**PROBLEM DETAILS**
Please output all the entries word for word, without the pictures.

**MATERIAL PROVIDED**
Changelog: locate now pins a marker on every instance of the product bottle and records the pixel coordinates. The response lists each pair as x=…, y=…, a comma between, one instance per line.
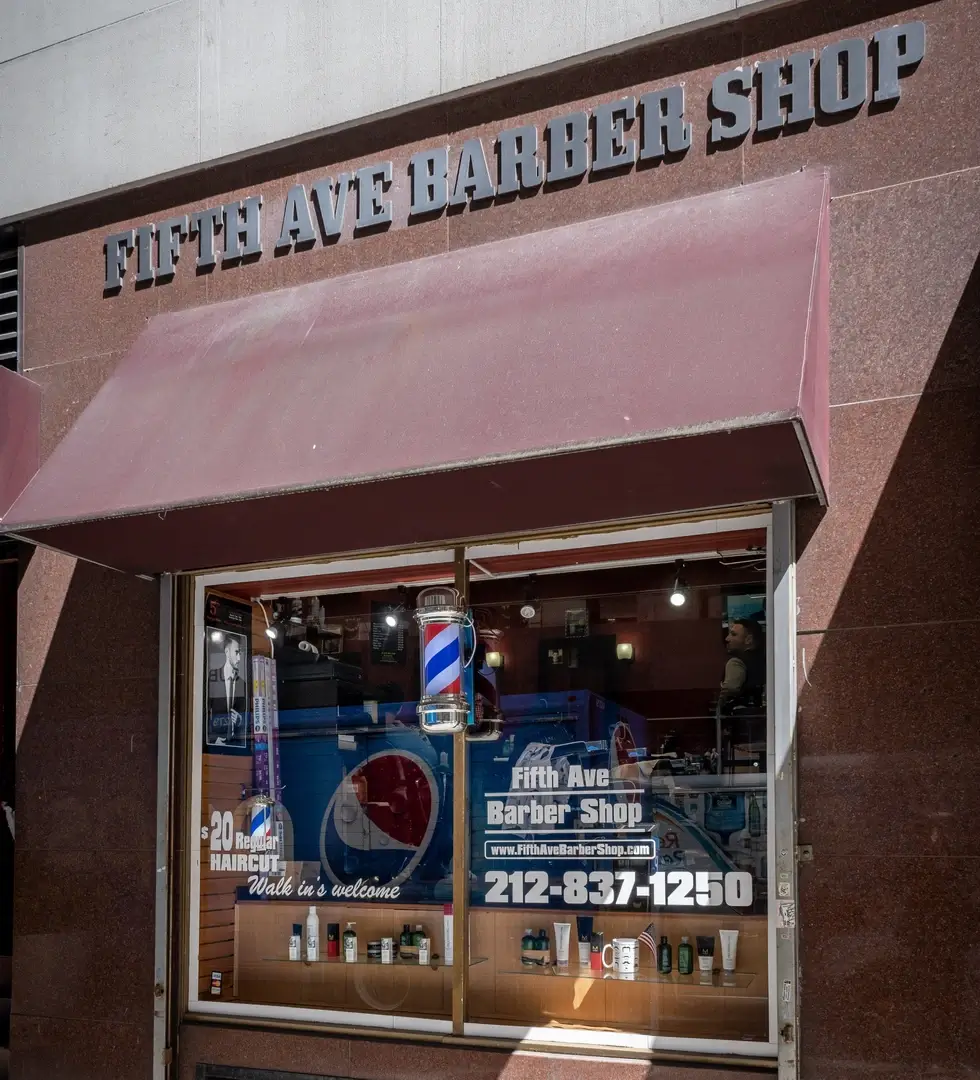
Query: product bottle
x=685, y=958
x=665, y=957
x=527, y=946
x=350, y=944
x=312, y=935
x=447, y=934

**ANSWER AREA**
Changelog: locate now pins a marker on every instance of the product bottle and records the pixel coordinates. The response lists each pair as x=…, y=…, a comma between, one instance per line.
Query: product bottle
x=685, y=958
x=665, y=957
x=527, y=946
x=350, y=944
x=312, y=935
x=447, y=934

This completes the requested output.